Everything from the line containing "Where can the small" through the final line of the records must be transcribed verbatim; nothing else belongs in the result.

--- START OF Supplied records ---

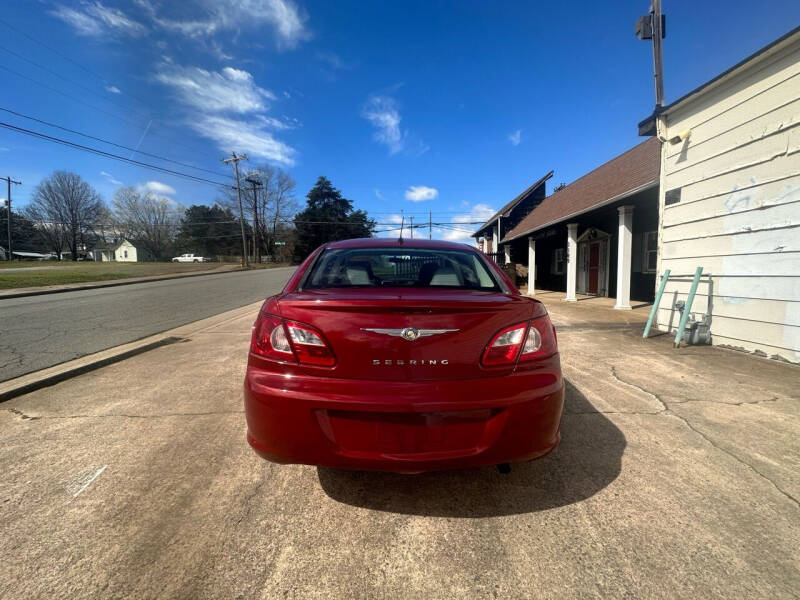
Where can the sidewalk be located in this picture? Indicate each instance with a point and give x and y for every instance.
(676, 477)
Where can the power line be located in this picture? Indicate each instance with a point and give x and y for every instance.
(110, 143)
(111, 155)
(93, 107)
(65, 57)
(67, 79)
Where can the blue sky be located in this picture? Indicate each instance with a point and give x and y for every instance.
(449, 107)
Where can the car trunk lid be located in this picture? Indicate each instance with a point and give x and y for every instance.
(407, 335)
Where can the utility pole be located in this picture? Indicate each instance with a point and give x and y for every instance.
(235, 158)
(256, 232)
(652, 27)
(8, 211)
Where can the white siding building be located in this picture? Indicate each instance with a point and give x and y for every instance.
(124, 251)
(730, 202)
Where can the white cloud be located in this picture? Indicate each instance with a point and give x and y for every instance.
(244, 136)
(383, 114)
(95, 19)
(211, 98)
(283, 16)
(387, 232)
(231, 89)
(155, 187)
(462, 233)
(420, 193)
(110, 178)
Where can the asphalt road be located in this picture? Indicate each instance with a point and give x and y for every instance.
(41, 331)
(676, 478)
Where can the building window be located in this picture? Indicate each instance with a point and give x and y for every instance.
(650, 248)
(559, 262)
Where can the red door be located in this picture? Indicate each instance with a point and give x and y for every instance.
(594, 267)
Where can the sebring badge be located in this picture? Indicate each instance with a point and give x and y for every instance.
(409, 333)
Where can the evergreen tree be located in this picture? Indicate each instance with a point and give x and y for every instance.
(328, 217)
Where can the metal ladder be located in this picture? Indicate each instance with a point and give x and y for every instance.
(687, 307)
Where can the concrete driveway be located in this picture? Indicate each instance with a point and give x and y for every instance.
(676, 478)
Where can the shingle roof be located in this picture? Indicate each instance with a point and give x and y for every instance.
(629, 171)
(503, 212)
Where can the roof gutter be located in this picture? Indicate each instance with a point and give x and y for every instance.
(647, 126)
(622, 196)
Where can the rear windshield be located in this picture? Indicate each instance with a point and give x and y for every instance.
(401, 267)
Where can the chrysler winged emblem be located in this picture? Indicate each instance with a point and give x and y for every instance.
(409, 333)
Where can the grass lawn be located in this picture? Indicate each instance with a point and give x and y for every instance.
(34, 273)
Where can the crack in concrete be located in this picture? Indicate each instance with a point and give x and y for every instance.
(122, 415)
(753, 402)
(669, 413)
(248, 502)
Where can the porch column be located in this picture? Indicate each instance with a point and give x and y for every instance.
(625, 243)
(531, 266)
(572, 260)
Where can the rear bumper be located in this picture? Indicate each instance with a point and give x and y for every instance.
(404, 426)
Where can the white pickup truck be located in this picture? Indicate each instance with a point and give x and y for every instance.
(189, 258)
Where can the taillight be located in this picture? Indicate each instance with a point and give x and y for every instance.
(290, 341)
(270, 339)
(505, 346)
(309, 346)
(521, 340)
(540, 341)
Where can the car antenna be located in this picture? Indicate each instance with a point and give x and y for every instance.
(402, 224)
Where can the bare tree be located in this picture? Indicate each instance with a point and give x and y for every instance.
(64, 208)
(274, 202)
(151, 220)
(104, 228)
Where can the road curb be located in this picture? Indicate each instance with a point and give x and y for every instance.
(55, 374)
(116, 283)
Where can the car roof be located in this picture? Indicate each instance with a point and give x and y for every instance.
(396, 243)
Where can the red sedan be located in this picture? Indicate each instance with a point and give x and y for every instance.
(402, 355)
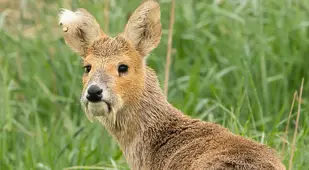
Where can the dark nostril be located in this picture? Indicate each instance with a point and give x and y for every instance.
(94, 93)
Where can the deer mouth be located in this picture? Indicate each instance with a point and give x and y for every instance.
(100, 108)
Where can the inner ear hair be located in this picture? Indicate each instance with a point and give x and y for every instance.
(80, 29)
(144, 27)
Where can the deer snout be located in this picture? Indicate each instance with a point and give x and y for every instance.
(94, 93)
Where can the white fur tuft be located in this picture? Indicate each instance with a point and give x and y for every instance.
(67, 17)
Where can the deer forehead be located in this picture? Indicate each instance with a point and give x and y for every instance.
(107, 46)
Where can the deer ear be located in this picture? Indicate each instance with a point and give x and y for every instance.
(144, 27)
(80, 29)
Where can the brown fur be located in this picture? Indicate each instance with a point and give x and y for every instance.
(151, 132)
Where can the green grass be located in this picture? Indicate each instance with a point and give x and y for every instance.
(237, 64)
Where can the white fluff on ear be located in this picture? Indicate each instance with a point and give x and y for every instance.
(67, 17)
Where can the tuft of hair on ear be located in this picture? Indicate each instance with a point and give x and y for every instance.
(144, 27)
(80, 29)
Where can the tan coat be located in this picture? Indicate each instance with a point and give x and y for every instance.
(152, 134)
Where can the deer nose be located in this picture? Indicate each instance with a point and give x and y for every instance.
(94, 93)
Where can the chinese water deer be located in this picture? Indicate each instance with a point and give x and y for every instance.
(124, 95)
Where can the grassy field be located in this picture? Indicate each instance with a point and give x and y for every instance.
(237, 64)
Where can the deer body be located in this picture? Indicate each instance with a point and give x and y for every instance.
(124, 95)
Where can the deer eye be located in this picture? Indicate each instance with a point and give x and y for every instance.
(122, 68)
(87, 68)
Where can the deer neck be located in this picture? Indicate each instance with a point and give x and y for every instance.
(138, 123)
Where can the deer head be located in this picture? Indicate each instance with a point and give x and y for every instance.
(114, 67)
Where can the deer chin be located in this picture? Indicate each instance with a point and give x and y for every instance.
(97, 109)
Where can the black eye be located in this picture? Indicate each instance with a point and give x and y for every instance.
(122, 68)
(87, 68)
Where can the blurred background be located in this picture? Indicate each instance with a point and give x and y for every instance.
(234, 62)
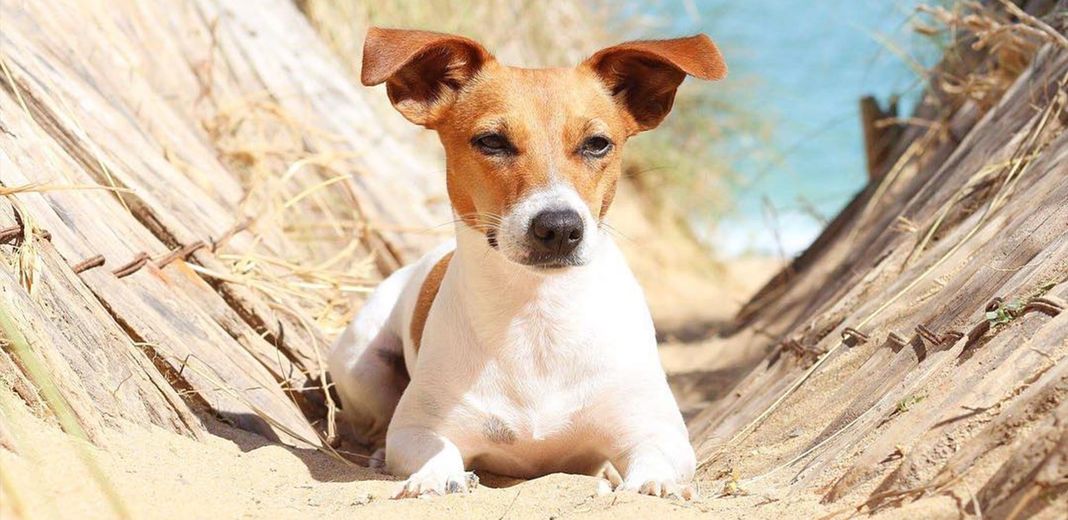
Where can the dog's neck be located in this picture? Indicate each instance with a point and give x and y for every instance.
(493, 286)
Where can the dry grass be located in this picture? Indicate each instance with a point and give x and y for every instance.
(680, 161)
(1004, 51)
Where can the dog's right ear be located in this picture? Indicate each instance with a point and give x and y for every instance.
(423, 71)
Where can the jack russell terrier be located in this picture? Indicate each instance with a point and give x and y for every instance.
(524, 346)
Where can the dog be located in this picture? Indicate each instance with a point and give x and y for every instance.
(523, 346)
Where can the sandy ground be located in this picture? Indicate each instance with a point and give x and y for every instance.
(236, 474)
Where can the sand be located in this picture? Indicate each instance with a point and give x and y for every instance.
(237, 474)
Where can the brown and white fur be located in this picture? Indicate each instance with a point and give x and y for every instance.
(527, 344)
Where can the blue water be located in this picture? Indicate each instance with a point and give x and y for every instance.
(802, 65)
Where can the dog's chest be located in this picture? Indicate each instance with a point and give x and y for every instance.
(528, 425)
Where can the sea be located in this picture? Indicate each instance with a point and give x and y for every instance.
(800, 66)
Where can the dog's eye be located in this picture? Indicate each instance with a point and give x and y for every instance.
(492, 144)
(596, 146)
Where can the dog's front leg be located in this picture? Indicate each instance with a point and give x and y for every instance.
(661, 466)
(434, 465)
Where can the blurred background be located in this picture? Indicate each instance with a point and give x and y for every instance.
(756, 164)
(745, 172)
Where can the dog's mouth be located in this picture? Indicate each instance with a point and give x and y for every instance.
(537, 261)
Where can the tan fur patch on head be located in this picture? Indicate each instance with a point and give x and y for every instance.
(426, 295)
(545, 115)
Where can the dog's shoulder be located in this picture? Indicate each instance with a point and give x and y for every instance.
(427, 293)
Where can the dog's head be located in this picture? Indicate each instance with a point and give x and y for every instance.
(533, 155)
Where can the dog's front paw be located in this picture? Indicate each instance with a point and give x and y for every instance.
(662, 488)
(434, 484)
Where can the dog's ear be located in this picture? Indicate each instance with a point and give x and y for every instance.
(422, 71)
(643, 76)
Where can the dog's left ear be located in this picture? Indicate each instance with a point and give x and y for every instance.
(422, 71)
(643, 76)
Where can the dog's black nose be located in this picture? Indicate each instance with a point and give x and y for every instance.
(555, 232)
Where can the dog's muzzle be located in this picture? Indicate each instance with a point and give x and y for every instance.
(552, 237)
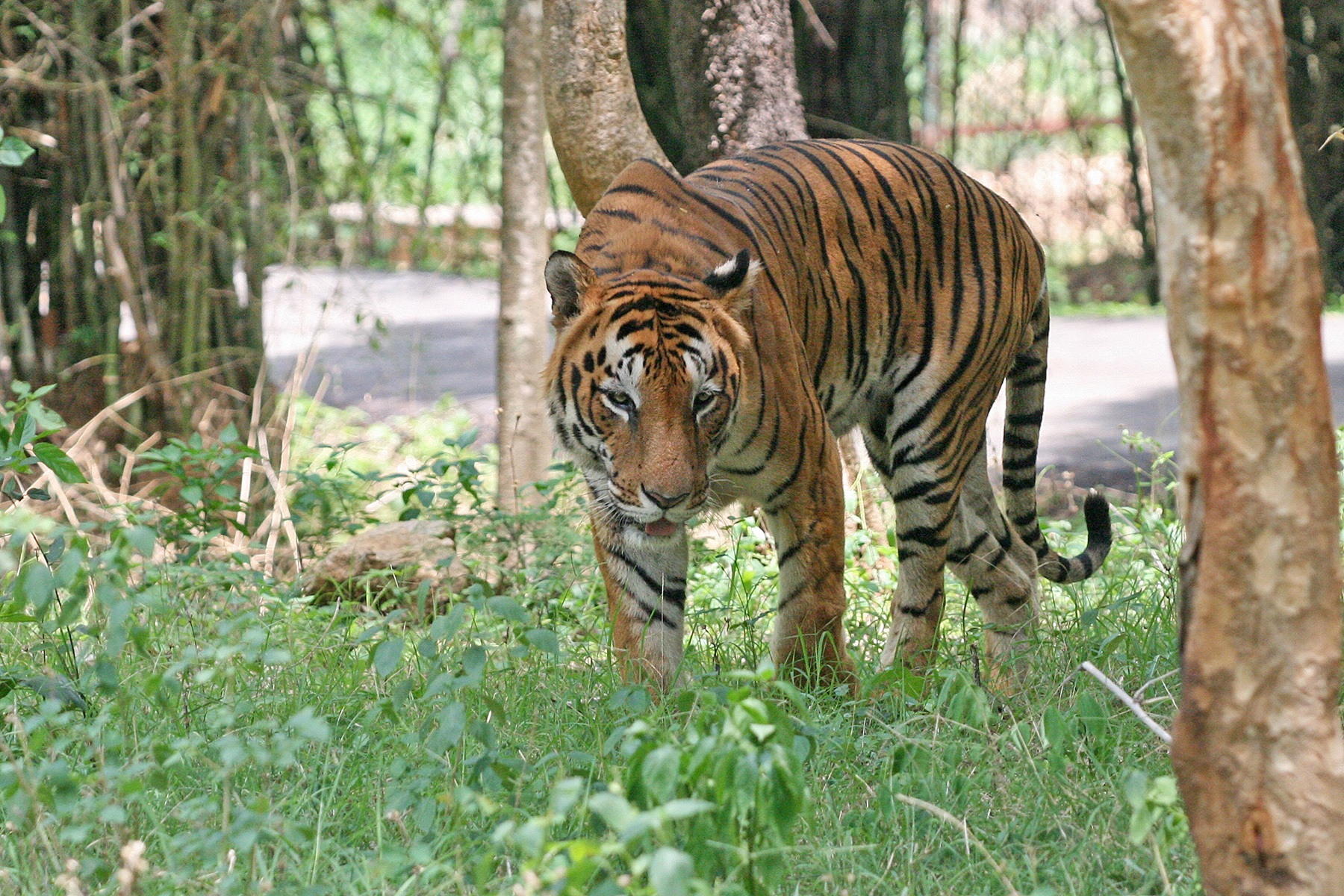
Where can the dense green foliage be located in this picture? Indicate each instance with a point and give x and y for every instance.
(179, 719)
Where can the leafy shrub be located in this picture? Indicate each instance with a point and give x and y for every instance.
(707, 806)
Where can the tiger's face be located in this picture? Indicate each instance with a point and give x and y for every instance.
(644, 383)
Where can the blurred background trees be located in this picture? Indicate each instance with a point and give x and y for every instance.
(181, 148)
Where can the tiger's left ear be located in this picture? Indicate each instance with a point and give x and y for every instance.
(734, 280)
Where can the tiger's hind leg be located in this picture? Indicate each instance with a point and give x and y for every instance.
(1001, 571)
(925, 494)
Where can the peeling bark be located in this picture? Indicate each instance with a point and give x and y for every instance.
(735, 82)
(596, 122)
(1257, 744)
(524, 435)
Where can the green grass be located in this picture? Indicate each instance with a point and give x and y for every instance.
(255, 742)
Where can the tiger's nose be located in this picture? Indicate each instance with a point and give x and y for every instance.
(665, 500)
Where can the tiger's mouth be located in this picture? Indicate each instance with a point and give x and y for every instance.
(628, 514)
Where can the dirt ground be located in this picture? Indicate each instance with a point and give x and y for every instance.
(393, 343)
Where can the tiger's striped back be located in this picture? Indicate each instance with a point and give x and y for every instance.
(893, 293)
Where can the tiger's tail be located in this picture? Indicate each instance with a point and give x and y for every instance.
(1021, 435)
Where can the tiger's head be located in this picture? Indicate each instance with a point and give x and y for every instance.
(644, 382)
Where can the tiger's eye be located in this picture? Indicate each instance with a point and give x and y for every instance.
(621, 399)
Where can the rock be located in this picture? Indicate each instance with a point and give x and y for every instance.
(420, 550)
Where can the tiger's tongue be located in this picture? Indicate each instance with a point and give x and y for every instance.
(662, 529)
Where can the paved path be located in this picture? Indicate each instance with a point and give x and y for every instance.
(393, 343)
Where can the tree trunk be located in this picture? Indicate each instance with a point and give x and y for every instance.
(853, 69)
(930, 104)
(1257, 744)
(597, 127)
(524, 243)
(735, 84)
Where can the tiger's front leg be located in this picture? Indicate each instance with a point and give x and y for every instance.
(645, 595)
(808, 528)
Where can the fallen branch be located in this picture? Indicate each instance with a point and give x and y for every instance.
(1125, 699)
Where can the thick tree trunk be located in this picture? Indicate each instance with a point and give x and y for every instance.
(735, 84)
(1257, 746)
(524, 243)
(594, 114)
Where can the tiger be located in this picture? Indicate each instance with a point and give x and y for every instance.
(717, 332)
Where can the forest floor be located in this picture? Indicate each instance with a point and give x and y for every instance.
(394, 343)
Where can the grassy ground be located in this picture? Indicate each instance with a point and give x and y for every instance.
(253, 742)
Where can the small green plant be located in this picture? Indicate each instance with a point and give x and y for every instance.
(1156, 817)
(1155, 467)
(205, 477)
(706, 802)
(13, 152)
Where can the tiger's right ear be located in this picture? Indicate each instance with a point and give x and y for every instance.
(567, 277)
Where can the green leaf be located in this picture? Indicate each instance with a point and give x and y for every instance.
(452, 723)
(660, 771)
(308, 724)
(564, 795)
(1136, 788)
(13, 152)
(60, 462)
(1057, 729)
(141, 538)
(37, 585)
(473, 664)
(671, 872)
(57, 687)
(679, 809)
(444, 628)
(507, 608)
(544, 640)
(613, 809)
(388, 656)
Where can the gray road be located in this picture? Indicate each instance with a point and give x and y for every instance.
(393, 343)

--- END OF Supplied records ---

» **Solution**
Where can the small green plant be located in this picture? Indicate each instance with a point and give x and y for every instance.
(1156, 817)
(1155, 467)
(205, 477)
(706, 802)
(13, 152)
Where can the tiger's right ear be located in this picture? Indicate each instance with a point and give x and y for every instance.
(567, 277)
Where can the green leaf be located in this picture? Indicate each instance with a point and give x and y for every instance.
(452, 723)
(660, 771)
(308, 724)
(564, 795)
(1136, 788)
(13, 152)
(60, 462)
(1057, 729)
(141, 538)
(37, 585)
(473, 664)
(671, 872)
(57, 687)
(679, 809)
(444, 628)
(507, 608)
(544, 640)
(613, 809)
(388, 656)
Where can the gray road be located in this picture? Indicate each instance with a point and give x and y for every instance.
(393, 343)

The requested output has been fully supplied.